> [What you will do]:
Arrange the items below as a Markdown table with the columns Row and Line. Give each non-blank line its own row, numbered in order, and leave out blank lines.

> [Supplied information]:
_____
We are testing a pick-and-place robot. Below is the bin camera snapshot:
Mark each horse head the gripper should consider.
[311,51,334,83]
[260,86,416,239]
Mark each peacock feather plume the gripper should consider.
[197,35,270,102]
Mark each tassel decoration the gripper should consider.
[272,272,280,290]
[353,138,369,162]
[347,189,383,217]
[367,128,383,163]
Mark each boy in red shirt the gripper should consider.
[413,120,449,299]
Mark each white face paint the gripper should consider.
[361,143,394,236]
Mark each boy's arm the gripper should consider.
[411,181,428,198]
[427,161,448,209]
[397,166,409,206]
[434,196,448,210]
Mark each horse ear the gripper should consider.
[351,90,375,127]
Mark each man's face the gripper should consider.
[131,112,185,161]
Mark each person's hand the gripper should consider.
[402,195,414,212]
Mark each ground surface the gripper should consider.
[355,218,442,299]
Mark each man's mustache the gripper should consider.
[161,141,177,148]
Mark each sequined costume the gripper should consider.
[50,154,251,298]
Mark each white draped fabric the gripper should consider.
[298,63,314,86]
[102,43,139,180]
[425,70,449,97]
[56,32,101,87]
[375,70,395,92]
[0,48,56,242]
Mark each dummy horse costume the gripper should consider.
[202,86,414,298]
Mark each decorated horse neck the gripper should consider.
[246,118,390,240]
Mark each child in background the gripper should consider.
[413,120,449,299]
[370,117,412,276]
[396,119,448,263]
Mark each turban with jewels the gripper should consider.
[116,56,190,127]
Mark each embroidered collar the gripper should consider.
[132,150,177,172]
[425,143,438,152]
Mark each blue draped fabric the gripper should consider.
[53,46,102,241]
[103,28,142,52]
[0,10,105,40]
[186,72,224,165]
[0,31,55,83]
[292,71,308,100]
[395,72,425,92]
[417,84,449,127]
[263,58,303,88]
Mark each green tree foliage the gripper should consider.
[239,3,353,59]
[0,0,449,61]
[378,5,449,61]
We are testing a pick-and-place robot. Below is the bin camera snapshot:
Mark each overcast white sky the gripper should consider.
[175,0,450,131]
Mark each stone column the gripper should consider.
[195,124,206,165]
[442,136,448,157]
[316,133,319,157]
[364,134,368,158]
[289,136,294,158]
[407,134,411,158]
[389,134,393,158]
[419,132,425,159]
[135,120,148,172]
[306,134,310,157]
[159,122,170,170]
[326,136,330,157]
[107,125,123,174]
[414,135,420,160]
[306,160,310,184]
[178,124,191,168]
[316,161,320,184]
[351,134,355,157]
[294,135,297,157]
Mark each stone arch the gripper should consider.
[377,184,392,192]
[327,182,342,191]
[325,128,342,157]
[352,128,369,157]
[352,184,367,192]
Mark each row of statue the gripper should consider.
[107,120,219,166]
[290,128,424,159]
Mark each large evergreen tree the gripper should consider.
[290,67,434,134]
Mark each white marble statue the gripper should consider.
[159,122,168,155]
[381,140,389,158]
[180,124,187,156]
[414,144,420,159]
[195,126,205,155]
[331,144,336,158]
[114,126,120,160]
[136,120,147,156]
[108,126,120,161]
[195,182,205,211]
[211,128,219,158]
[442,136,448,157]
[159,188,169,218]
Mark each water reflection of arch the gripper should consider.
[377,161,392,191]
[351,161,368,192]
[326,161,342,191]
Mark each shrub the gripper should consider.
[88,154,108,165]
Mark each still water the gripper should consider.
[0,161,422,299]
_____
> [Output]:
| Row | Line |
|---|---|
| 1 | We are testing a pick-and-place robot. Below is the bin camera snapshot: |
| 2 | Mark each horse head the gripper should consider. |
| 3 | [311,51,334,83] |
| 4 | [260,86,416,239] |
| 5 | Mark each peacock feather plume the gripper should consider. |
| 6 | [197,35,270,102] |
| 7 | Mark each tassel decoration the gripper should consider. |
| 8 | [272,272,280,290] |
| 9 | [353,138,369,162] |
| 10 | [347,189,383,217] |
| 11 | [367,128,383,163] |
| 12 | Mark each boy in red shirt the gripper should consider. |
| 13 | [413,120,449,299] |
| 14 | Mark each white face paint the gripper should consider. |
| 15 | [361,143,394,236] |
| 16 | Mark each boy's arm the gripper should consider. |
| 17 | [411,181,428,198] |
| 18 | [427,161,448,209] |
| 19 | [397,166,409,206] |
| 20 | [434,196,448,210] |
| 21 | Mark each horse ear the gripper should consider. |
| 22 | [351,90,375,127] |
| 23 | Mark each man's face the gripper should consider. |
| 24 | [131,112,185,161] |
| 25 | Mark each person's hand the gripper should consider. |
| 26 | [402,195,414,212] |
| 27 | Mark each ground surface the gripper should consider. |
| 28 | [355,218,442,299] |
| 29 | Mark each man's mustache the gripper should consider. |
| 30 | [161,141,177,148] |
| 31 | Mark each sequined costume the gripper should consider. |
| 32 | [50,154,251,298] |
| 33 | Mark each white draped fabric the gripper should consider. |
| 34 | [298,63,314,86] |
| 35 | [102,43,139,180] |
| 36 | [425,70,449,97] |
| 37 | [56,32,101,87] |
| 38 | [375,70,395,92] |
| 39 | [0,48,56,242] |
| 40 | Mark each dummy horse costume the gripper should consider. |
| 41 | [202,86,414,298] |
| 42 | Mark each decorated horse neck the gripper should consider. |
| 43 | [246,118,390,240] |
| 44 | Mark each child in background the gripper should consider. |
| 45 | [413,120,449,299] |
| 46 | [370,117,412,276] |
| 47 | [396,119,448,263] |
| 48 | Mark each turban with jewels the gripper should consider. |
| 49 | [116,56,190,127] |
| 50 | Mark each embroidered collar the gripper should consider. |
| 51 | [132,150,177,172] |
| 52 | [425,143,438,152] |
| 53 | Mark each blue draped fabric the gripper should consider. |
| 54 | [53,46,102,241] |
| 55 | [103,28,142,52] |
| 56 | [0,10,105,40] |
| 57 | [186,72,224,165] |
| 58 | [0,31,55,83] |
| 59 | [292,71,308,100] |
| 60 | [395,72,425,92] |
| 61 | [417,84,449,127] |
| 62 | [263,58,303,88] |
| 63 | Mark each green tree foliage the gripper should consider. |
| 64 | [239,3,353,59] |
| 65 | [0,0,449,61] |
| 66 | [378,5,449,61] |
| 67 | We are testing a pick-and-place robot. Below is the bin camera snapshot: |
| 68 | Mark each overcast white sky the gripper should consider. |
| 69 | [175,0,450,131] |
| 70 | Mark each stone column the gripper should consider. |
| 71 | [195,124,206,165] |
| 72 | [442,136,448,157] |
| 73 | [316,133,319,157] |
| 74 | [364,134,368,158] |
| 75 | [289,136,294,158] |
| 76 | [407,134,411,158] |
| 77 | [389,134,393,158] |
| 78 | [419,132,425,159] |
| 79 | [135,120,148,172] |
| 80 | [306,134,310,157] |
| 81 | [159,122,170,170] |
| 82 | [326,136,330,157] |
| 83 | [107,125,123,174] |
| 84 | [414,135,420,160] |
| 85 | [306,160,310,184] |
| 86 | [178,124,191,168] |
| 87 | [316,161,320,184] |
| 88 | [351,134,355,157] |
| 89 | [294,135,297,157] |
| 90 | Mark each stone arch the gripper should consider. |
| 91 | [377,184,392,192] |
| 92 | [327,182,342,191] |
| 93 | [325,128,342,157] |
| 94 | [352,128,369,157] |
| 95 | [352,184,367,192] |
| 96 | Mark each row of statue the gripper should consider. |
| 97 | [107,120,219,166] |
| 98 | [290,128,424,159] |
| 99 | Mark each large evergreen tree the gripper should consider. |
| 100 | [290,67,434,134] |
| 101 | Mark each white marble statue the gripper should consider. |
| 102 | [159,122,168,155] |
| 103 | [381,140,389,158] |
| 104 | [180,124,187,156] |
| 105 | [414,144,420,159] |
| 106 | [195,126,205,155] |
| 107 | [331,144,336,158] |
| 108 | [114,126,120,160] |
| 109 | [136,120,147,156] |
| 110 | [108,126,120,161] |
| 111 | [195,182,205,211] |
| 112 | [211,128,219,158] |
| 113 | [442,136,448,157] |
| 114 | [159,188,169,218] |
| 115 | Mark each water reflection of arch the gripper should consider. |
| 116 | [377,161,392,191] |
| 117 | [351,161,368,192] |
| 118 | [326,161,342,191] |
| 119 | Mark each shrub the gripper should consider. |
| 120 | [88,154,108,165] |
| 121 | Mark each still water the gripper should consider. |
| 122 | [0,161,422,299] |